— start Article —
Smart Home Energy Dashboard: Tracking Every Circuit with CT Clamps and MQTT
Installing CT clamp sensors on each circuit breaker and feeding the data into a Home Assistant dashboard via MQTT gives you circuit-level energy visibility for roughly $12-18 per monitored circuit. This is the difference between knowing your house draws 800 watts and knowing the refrigerator compressor is pulling 180 watts for 22 minutes every 90 minutes while the gaming PC idles at 65 watts even when the monitor is off. The hardware is cheap, the wiring is straightforward for anyone comfortable inside an electrical panel, and the software stack — ESPHome or Tasmota on an ESP32, MQTT broker, Home Assistant energy dashboard — runs on hardware you probably already own.
CT Clamp Basics: Split-Core vs Solid-Core
A CT (current transformer) clamp is a passive sensor that clips around a single conductor and measures current via electromagnetic induction — no electrical contact with the wire, no cutting, no stripping. Split-core clamps open on a hinge so you can install them without disconnecting circuits, which makes them the only practical choice for retrofitting an existing panel. Solid-core clamps are slightly more accurate (typically +/-0.5% vs +/-1% for split-core) but require disconnecting and re-terminating the wire through the core, which means shutting down the panel and calling an electrician if you are not licensed to work inside a live breaker box. For a home energy dashboard, a SCT-013-030 split-core clamp (30A, 1V output) costs about $6 each and covers most individual branch circuits; for the main service entrance, step up to a 100A or 200A model (around $12-15).
The critical installation rule: clip the CT around ONE conductor only. A CT clamped around a Romex cable (which contains both hot and neutral in one jacket) measures zero current because the opposing magnetic fields cancel. You must access the individual hot conductor — either at the breaker terminal inside the panel or by separating the conductors in a junction box. This is the mistake that produces hours of debugging in first-time installs, and the fix is always the same: open the panel, find the single hot wire, and reclamp.
— end Article —
### Short task A
Print everything in the CT clamp article from "The critical installation" down to "wire, and reclamp.".
— start Information supplied —
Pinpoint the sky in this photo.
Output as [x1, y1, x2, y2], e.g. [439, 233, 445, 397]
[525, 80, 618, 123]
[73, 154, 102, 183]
— end Information supplied —
— start Information supplied —
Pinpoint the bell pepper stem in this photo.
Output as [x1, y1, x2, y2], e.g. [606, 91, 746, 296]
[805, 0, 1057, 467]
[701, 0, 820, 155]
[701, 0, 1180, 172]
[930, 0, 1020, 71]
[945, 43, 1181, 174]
— end Information supplied —
— start Information supplied —
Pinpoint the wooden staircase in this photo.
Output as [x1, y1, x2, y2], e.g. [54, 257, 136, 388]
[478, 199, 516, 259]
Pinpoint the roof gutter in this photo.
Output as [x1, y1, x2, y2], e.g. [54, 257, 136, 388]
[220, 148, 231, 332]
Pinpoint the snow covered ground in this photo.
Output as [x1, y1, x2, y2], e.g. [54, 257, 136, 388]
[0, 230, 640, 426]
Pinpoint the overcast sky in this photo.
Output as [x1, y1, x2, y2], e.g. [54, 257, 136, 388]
— end Information supplied —
### Short task B
Update the records from the line containing "Pinpoint the sky in this photo." down to the line containing "[73, 154, 102, 183]", replacing "Pinpoint" with "Locate" and leaving everything else unchanged. Give only those lines.

### Written answer A
The critical installation rule: clip the CT around ONE conductor only. A CT clamped around a Romex cable (which contains both hot and neutral in one jacket) measures zero current because the opposing magnetic fields cancel. You must access the individual hot conductor — either at the breaker terminal inside the panel or by separating the conductors in a junction box. This is the mistake that produces hours of debugging in first-time installs, and the fix is always the same: open the panel, find the single hot wire, and reclamp.

### Written answer B
Locate the sky in this photo.
Output as [x1, y1, x2, y2], e.g. [439, 233, 445, 397]
[525, 80, 618, 123]
[73, 154, 102, 183]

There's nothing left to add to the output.